Publication Type

Conference Proceeding Article

Version

publishedVersion

Publication Date

3-2016

Abstract

Unobtrusive in-home monitoring systems are gaining acceptability and are being deployed to enable relatives and caregivers to remotely monitor and provide timely care to their elderly loved ones or senior clients, respectively, who are living independently. Such systems can provide information about nonmovement or inactivity of the elderly resident. As prolonged inactivity could mean potential danger, several algorithms have been proposed to automatically detect unusually long durations of inactivity. Such schemes, however, suffer from low sensitivity due to their high detection latency. In this paper, we propose Dwell Time-enhanced Dynamic Threshold (DTDT), a scheme for computing adaptive alert thresholds that exploit region-specific dwell time to reduce the detection latency. Using extreme value theory, we obtain a closed form expression for the per-region alert thresholds. We perform simulations using real data to evaluate the performance of DTDT and compare it with state-of-the art schemes AID and the algorithm by Moshtaghi et al. Results show that DTDT shows significantly lower detection latency, 1.5– 3 hours shorter, in regions with short dwell times (bathroom and kitchen) while maintaining the same false alarm rate.

§ What this exercise asks
1 - Answer these questions about the abstract on in-home monitoring:
(a) What is the publication date?
(b) What does DTDT stand for?
(c) Which regions does the abstract name as having short dwell times?
2 - Return every line of the entries that contains the string "frankfurt", matching case exactly.

§ Data to process
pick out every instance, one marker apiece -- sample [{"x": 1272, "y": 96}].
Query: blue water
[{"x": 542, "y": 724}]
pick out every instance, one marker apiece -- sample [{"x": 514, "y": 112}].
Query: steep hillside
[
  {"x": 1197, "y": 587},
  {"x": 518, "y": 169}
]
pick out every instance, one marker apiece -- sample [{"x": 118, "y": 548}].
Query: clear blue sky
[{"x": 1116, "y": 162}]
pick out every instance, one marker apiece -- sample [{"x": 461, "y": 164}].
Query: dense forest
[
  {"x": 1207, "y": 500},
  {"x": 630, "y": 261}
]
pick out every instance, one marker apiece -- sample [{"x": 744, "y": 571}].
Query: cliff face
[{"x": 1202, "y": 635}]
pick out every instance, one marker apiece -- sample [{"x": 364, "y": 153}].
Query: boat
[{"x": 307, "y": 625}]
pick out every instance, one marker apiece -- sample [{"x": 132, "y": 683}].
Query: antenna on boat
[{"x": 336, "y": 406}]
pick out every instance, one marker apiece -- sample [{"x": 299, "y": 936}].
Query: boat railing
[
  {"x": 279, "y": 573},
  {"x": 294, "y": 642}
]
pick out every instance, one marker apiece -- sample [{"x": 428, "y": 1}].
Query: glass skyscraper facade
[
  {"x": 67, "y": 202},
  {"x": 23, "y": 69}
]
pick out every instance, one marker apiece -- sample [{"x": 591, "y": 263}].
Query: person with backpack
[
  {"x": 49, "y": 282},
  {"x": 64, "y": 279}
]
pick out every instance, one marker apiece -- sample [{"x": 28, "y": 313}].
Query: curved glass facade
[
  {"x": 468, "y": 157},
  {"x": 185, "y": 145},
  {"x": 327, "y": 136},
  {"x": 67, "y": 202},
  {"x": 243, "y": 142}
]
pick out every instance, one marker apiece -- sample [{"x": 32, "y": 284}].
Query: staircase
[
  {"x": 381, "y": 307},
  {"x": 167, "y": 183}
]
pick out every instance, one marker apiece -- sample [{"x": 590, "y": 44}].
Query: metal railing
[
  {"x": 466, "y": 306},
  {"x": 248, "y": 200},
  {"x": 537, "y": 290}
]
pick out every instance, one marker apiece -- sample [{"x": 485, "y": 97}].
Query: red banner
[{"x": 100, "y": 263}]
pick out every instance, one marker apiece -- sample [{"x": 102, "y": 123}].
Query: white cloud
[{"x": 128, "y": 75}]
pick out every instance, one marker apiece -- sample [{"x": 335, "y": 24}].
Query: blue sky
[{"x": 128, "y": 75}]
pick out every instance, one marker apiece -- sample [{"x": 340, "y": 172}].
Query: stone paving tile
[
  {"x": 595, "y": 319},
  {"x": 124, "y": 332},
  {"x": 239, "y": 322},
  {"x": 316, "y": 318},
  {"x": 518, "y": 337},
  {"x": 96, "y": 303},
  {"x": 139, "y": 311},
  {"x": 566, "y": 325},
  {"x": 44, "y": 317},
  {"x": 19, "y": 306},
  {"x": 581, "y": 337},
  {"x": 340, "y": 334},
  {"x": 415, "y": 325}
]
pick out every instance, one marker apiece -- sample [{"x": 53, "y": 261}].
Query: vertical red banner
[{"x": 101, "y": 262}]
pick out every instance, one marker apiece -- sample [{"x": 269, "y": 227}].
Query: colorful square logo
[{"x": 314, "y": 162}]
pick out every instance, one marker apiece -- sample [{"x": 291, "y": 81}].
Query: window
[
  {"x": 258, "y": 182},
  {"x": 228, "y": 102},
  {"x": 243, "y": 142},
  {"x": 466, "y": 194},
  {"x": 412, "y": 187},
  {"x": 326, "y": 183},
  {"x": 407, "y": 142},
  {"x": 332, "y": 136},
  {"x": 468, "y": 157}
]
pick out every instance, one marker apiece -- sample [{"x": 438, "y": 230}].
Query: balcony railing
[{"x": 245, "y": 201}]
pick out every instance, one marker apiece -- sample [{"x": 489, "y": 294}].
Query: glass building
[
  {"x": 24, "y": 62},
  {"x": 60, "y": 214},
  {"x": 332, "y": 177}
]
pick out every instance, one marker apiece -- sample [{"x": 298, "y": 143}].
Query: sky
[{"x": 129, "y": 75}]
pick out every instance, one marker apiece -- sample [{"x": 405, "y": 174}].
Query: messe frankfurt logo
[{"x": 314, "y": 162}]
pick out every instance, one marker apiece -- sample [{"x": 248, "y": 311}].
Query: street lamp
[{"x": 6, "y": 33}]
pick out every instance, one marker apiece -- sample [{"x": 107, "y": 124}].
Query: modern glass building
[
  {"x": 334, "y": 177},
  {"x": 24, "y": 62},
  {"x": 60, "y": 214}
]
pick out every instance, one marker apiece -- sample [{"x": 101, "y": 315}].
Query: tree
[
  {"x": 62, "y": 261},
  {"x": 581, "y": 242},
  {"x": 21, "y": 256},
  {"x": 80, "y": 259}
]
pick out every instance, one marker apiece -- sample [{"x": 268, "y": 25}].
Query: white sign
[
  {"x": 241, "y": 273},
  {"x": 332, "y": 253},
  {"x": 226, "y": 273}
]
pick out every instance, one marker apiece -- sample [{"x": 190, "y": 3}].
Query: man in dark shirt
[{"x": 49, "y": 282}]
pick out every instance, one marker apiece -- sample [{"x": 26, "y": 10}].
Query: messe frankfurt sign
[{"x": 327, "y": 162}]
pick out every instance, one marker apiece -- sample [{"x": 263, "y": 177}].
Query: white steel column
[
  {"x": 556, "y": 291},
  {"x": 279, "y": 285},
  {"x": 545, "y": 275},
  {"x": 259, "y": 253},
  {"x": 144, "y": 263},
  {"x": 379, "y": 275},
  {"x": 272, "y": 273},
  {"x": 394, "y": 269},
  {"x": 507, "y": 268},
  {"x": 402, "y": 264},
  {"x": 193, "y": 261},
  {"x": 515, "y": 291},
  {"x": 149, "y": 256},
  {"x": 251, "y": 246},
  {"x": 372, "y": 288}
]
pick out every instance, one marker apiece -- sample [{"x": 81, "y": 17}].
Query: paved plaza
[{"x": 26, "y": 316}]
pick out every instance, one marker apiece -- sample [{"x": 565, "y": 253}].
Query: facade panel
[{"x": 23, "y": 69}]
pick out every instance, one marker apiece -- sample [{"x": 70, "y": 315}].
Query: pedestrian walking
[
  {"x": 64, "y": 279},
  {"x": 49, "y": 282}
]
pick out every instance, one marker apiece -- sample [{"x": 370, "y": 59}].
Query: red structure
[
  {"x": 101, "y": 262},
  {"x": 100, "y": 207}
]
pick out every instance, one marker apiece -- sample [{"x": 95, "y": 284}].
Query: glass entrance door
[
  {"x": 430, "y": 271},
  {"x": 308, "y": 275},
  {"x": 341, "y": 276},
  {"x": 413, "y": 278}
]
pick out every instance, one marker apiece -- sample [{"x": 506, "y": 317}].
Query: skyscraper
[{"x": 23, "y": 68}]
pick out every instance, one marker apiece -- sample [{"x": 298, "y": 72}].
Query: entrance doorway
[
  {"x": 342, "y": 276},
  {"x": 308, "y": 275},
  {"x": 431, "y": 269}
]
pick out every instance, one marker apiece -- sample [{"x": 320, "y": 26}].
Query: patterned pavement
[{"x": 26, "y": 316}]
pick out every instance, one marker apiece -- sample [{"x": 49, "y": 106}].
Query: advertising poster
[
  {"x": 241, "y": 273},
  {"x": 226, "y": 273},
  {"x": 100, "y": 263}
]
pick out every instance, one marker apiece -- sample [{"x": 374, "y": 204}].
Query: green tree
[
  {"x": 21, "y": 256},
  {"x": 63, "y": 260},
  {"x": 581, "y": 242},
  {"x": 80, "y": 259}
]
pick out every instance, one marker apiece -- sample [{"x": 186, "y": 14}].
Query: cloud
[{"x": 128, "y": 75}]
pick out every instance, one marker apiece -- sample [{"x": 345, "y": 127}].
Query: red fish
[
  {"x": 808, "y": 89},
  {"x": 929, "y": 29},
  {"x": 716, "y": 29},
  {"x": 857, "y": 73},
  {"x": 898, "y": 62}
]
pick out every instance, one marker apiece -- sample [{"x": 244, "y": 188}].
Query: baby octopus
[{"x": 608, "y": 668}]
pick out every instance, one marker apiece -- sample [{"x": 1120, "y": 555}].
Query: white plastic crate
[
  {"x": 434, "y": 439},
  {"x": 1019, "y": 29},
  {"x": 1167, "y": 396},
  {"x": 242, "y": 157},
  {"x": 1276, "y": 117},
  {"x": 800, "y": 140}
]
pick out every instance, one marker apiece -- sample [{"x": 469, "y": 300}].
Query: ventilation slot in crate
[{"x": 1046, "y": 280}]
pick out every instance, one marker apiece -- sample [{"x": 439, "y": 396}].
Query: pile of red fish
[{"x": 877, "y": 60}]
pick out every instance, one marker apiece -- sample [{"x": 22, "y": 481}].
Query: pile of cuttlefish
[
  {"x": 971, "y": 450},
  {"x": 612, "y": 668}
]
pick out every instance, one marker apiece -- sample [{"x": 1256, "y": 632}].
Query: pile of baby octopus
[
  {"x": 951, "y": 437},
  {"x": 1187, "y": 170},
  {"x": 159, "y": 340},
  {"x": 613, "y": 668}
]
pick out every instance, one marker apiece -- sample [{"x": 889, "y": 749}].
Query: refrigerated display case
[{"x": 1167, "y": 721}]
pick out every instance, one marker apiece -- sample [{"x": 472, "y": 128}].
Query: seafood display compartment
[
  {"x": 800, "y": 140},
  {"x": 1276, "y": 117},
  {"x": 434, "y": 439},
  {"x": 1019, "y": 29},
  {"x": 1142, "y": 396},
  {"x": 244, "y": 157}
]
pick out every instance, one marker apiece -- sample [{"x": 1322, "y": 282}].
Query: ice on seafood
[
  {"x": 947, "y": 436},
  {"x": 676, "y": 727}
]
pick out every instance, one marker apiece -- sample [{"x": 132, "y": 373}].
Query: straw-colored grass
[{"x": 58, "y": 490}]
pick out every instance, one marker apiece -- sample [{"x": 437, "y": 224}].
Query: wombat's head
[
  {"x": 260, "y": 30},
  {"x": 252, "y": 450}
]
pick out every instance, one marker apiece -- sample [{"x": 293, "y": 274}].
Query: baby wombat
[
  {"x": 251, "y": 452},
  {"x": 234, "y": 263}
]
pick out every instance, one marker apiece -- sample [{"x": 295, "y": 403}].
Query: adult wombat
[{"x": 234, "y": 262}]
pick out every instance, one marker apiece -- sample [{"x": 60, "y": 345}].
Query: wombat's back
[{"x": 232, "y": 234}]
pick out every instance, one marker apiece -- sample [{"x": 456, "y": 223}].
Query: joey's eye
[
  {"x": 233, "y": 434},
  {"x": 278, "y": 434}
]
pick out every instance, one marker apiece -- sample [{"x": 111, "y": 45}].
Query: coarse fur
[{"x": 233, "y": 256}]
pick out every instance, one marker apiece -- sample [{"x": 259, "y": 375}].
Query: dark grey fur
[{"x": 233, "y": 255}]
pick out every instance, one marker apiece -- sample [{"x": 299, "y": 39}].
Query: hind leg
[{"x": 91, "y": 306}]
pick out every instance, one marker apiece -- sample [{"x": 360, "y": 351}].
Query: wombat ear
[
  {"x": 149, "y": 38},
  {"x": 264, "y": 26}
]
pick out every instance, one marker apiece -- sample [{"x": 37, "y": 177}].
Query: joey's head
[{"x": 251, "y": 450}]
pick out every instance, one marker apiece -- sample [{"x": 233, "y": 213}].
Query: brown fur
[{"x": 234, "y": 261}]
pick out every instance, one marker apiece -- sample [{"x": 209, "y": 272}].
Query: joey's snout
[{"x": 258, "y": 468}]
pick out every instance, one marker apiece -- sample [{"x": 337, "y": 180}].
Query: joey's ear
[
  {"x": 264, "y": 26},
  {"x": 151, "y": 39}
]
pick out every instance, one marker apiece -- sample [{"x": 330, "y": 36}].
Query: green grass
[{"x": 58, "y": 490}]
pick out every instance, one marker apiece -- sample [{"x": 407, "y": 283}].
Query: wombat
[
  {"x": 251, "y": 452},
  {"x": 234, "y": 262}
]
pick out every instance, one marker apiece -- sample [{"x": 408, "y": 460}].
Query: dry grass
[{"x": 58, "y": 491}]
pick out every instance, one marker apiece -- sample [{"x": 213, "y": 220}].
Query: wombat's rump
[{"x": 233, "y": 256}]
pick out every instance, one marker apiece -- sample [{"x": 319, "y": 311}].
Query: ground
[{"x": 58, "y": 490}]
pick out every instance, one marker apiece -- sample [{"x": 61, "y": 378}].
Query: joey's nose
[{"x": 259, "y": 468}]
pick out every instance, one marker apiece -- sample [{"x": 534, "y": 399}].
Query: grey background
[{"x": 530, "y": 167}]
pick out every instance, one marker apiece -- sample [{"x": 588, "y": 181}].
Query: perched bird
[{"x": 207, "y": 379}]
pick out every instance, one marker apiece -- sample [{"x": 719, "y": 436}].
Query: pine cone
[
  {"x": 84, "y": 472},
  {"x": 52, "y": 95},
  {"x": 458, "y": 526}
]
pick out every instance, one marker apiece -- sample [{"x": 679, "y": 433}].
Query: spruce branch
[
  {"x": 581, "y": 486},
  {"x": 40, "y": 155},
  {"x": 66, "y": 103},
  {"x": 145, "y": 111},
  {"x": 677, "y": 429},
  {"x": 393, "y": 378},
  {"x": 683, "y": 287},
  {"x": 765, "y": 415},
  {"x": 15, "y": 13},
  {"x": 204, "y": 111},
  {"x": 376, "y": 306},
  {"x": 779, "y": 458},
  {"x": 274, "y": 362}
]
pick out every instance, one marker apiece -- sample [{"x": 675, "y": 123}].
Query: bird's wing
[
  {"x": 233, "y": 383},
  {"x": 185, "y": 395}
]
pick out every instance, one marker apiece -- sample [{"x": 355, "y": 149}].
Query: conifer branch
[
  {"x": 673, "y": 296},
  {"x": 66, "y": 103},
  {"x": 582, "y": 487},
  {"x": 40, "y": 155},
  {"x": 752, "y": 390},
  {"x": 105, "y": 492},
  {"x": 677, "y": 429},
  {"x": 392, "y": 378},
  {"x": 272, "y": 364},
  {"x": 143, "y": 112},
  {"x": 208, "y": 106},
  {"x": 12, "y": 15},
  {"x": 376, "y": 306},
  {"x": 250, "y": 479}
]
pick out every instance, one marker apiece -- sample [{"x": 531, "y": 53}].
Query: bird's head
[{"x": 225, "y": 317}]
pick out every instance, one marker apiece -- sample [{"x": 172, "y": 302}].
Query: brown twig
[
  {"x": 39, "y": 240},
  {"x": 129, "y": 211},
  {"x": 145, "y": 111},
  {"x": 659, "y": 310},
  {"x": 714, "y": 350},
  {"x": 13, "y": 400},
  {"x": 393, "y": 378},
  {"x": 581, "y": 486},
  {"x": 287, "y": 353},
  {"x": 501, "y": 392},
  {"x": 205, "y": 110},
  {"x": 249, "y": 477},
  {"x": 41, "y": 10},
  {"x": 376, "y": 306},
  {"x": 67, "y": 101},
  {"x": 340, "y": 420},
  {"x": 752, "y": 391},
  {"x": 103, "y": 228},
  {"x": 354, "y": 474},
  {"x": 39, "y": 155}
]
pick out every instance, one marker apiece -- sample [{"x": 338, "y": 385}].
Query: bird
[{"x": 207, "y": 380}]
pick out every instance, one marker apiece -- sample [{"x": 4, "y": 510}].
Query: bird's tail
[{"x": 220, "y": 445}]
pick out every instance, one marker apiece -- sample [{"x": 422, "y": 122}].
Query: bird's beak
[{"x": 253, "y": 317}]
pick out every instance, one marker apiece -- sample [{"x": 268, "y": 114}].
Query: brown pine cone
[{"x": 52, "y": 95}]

§ Solutions to the problems
1 -
(a) 3-2016
(b) Dwell Time-enhanced Dynamic Threshold
(c) The bathroom and the kitchen

2 -
Query: messe frankfurt logo
Query: messe frankfurt sign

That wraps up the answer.